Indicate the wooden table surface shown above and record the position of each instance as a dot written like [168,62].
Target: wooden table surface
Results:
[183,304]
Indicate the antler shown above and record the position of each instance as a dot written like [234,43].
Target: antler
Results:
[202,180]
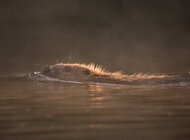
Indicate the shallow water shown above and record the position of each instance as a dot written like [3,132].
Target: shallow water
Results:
[45,110]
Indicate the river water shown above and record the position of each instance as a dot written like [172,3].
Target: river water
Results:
[45,110]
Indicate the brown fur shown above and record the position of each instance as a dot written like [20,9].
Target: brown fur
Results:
[92,73]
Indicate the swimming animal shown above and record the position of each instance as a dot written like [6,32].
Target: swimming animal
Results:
[92,73]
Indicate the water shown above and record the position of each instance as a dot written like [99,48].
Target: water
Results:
[45,110]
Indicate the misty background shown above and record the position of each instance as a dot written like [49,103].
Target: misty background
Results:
[128,35]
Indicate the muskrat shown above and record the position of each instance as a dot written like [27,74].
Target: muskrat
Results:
[93,73]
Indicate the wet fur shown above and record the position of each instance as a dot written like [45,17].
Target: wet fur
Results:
[93,73]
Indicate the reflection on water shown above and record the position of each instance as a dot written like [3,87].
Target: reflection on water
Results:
[54,110]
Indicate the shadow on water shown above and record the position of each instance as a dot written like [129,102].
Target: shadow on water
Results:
[54,110]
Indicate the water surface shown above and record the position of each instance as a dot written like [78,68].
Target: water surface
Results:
[45,110]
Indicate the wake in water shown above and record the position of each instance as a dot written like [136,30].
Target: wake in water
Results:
[81,73]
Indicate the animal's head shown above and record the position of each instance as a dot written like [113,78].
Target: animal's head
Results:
[68,72]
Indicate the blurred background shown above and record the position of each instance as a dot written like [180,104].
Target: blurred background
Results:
[128,35]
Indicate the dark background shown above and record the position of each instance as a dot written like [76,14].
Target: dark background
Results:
[129,35]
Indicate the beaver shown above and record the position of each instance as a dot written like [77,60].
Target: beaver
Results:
[94,73]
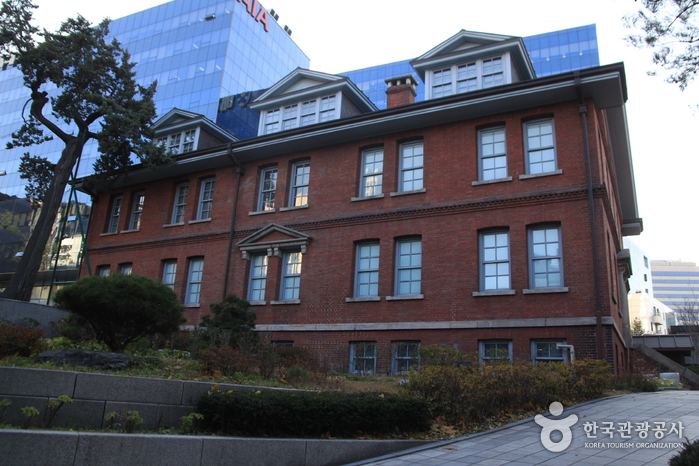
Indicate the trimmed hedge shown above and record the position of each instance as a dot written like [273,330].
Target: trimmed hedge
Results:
[312,414]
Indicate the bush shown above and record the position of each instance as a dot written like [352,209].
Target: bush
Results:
[312,414]
[463,393]
[19,340]
[233,320]
[689,456]
[121,308]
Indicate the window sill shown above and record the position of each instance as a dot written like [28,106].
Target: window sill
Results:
[546,290]
[284,209]
[363,300]
[262,212]
[539,175]
[407,193]
[405,297]
[499,180]
[367,198]
[477,294]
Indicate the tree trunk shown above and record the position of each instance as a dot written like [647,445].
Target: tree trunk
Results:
[22,282]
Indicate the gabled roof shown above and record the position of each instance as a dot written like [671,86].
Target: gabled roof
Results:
[272,238]
[181,120]
[302,84]
[469,45]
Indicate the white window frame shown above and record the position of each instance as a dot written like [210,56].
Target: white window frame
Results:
[540,148]
[404,355]
[300,181]
[180,205]
[502,351]
[115,214]
[366,279]
[268,189]
[291,275]
[546,355]
[363,357]
[169,273]
[301,113]
[412,166]
[545,256]
[492,148]
[195,277]
[258,277]
[139,200]
[206,198]
[468,76]
[372,173]
[408,267]
[181,142]
[495,260]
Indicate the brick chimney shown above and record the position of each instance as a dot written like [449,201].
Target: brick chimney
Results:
[401,91]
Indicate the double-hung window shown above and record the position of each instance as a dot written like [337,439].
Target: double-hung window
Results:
[178,210]
[363,357]
[206,198]
[540,147]
[115,214]
[548,351]
[372,173]
[258,277]
[367,278]
[493,154]
[169,273]
[194,281]
[404,355]
[409,267]
[466,77]
[493,351]
[545,261]
[268,189]
[300,179]
[291,275]
[137,210]
[495,260]
[411,166]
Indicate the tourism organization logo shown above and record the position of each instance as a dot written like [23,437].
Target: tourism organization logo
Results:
[607,434]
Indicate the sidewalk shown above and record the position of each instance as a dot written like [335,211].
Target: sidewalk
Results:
[519,444]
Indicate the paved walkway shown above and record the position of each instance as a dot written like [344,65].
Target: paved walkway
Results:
[521,444]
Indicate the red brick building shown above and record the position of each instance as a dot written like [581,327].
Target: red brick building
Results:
[488,217]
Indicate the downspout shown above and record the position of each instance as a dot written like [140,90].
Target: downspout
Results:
[582,108]
[240,171]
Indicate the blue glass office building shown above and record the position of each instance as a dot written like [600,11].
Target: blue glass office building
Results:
[198,51]
[551,53]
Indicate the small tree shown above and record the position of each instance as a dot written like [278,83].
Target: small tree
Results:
[123,308]
[232,315]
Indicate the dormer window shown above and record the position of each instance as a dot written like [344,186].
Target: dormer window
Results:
[466,77]
[179,143]
[300,114]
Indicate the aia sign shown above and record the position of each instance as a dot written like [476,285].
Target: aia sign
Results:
[257,11]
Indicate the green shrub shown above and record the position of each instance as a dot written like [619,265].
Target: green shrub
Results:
[225,360]
[689,456]
[462,393]
[20,340]
[311,414]
[122,308]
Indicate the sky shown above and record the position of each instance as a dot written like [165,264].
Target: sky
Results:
+--
#### Required task
Retype the whole listing above line for line, with nothing changed, and leave out the pictures.

#### Task result
Indicate the wooden table surface shown above and record the position of each instance as a dot written like [168,62].
Target: wooden table surface
Results:
[183,304]
Indicate the antler shown above and record the position of each instance as a dot written like [234,43].
Target: antler
Results:
[202,180]
Indicate the shallow water shown above and record the position of each instance as a dot written like [3,132].
Target: shallow water
Results:
[45,110]
Indicate the river water shown above and record the position of each instance as a dot written like [172,3].
Target: river water
Results:
[45,110]
Indicate the brown fur shown above and record the position of each instance as a dot written like [20,9].
Target: brown fur
Results:
[92,73]
Indicate the swimming animal shown above and record the position of each instance as a dot written like [6,32].
Target: swimming animal
Results:
[92,73]
Indicate the water shown above and record the position of each instance as a dot written like [99,48].
Target: water
Results:
[45,110]
Indicate the misty background shown above and record the position of each instance as a dot written like [49,103].
Target: misty background
Results:
[128,35]
Indicate the muskrat shown above and record the position of each instance as a dot written like [27,74].
Target: muskrat
Results:
[93,73]
Indicate the wet fur shown above and record the position of each instance as a dot written like [45,17].
Target: wet fur
Results:
[93,73]
Indicate the reflection on water shown above and record the position of each instance as a dot written like [3,87].
Target: reflection on water
Results:
[54,110]
Indicate the shadow on water shown above and record the position of each instance as a dot written like [129,102].
Target: shadow on water
Results:
[54,110]
Indicate the water surface shown above and record the position of each instance as a dot written like [78,68].
Target: water surface
Results:
[45,110]
Indicate the wake in water shown above and record the position of each instance as a dot written like [136,30].
Target: wake in water
Results:
[81,73]
Indicate the animal's head shown above and record the position of each instance as a dot written like [113,78].
Target: animal's head
Results:
[68,72]
Indicate the blurred background shown above and record the position of each instance as a dot written like [180,104].
Target: blurred background
Results:
[128,35]
Indicate the dark background shown above and record the position of each instance as a dot written like [76,14].
Target: dark background
Results:
[129,35]
Indicate the beaver shown above and record the position of each instance as a dot written like [77,60].
Target: beaver
Results:
[94,73]
Indicate the trimmed hedge shown above and record the position of each instance as a dot written like [273,330].
Target: trimmed hedge
Results:
[312,414]
Indicate the bush shown above and record the position of each instance as a dot written like [352,209].
Target: bush
Results:
[312,414]
[463,393]
[19,340]
[233,320]
[689,456]
[121,308]
Indicate the window sill shown above and record the position of each instance as a dot written like [28,106].
Target: window sill
Results:
[546,290]
[284,209]
[363,300]
[262,212]
[539,175]
[407,193]
[405,297]
[499,180]
[367,198]
[477,294]
Indicate the tree trunk shown above and record the position of each instance as a dot written like [647,445].
Target: tree trunk
Results:
[22,282]
Indicate the gabled roof shown above and record the position of each instance as a dot written like [671,86].
Target: gabled roof
Results:
[272,238]
[181,120]
[302,84]
[469,45]
Indicate the white window frame shown above and record the position of each instance as a dot written like [210,56].
Target: white window frame
Results:
[540,148]
[404,355]
[300,181]
[180,205]
[502,351]
[115,214]
[366,279]
[268,189]
[291,275]
[546,355]
[363,357]
[169,273]
[301,113]
[412,166]
[545,256]
[492,148]
[195,277]
[258,277]
[139,200]
[206,198]
[468,76]
[372,173]
[408,267]
[181,142]
[495,260]
Indicate the brick chimney shown above and record the position of each instance as a dot written like [449,201].
Target: brick chimney
Results:
[401,91]
Indicate the double-hung window shown above and record the position of each instance as a dot written like [337,439].
Target: double-hung window
Results:
[178,210]
[363,357]
[206,198]
[540,147]
[115,214]
[548,351]
[372,173]
[258,277]
[367,278]
[493,154]
[169,273]
[194,281]
[404,355]
[409,267]
[466,77]
[493,351]
[545,261]
[268,189]
[300,179]
[291,275]
[137,210]
[495,260]
[411,166]
Indicate the tourism organization logo shown above and record the position of each instance as a dot written like [23,437].
Target: tourism organization logo
Results:
[607,434]
Indicate the sidewalk shown above and record the position of each instance as a dot written like [335,211].
Target: sidewalk
Results:
[519,444]
Indicate the paved walkway shown above and record the position of each instance as a dot written like [344,65].
Target: paved walkway
Results:
[521,444]
Indicate the red brick building shown above and record the position of each instance as a dot written like [581,327].
Target: red brick building
Results:
[488,217]
Indicate the downspout shown above and record the position of each instance as a dot written like [140,90].
Target: downspout
Results:
[582,108]
[240,171]
Indicate the blue glass office building shown above and record the position of each instance as a dot written like [600,11].
Target: blue glass office building
Results:
[198,51]
[551,53]
Indicate the small tree shown above and record the position of each instance as a dot written like [278,83].
Target: small tree
Results:
[123,308]
[232,315]
Indicate the dormer window shown above and record the position of each instance as a dot written like [344,186].
Target: dormer window
Results:
[466,77]
[179,143]
[300,114]
Indicate the aia sign shown above and record the position of each instance as a dot written like [476,285].
Target: aia sign
Results:
[257,11]
Indicate the green shrub shown above and record the position of each instance as a dot written like [619,265].
Target: green shrub
Results:
[225,360]
[689,456]
[462,393]
[20,340]
[311,414]
[122,308]
Indicate the sky shown above and record the position of each instance as a dot written like [165,264].
Target: sky
Results:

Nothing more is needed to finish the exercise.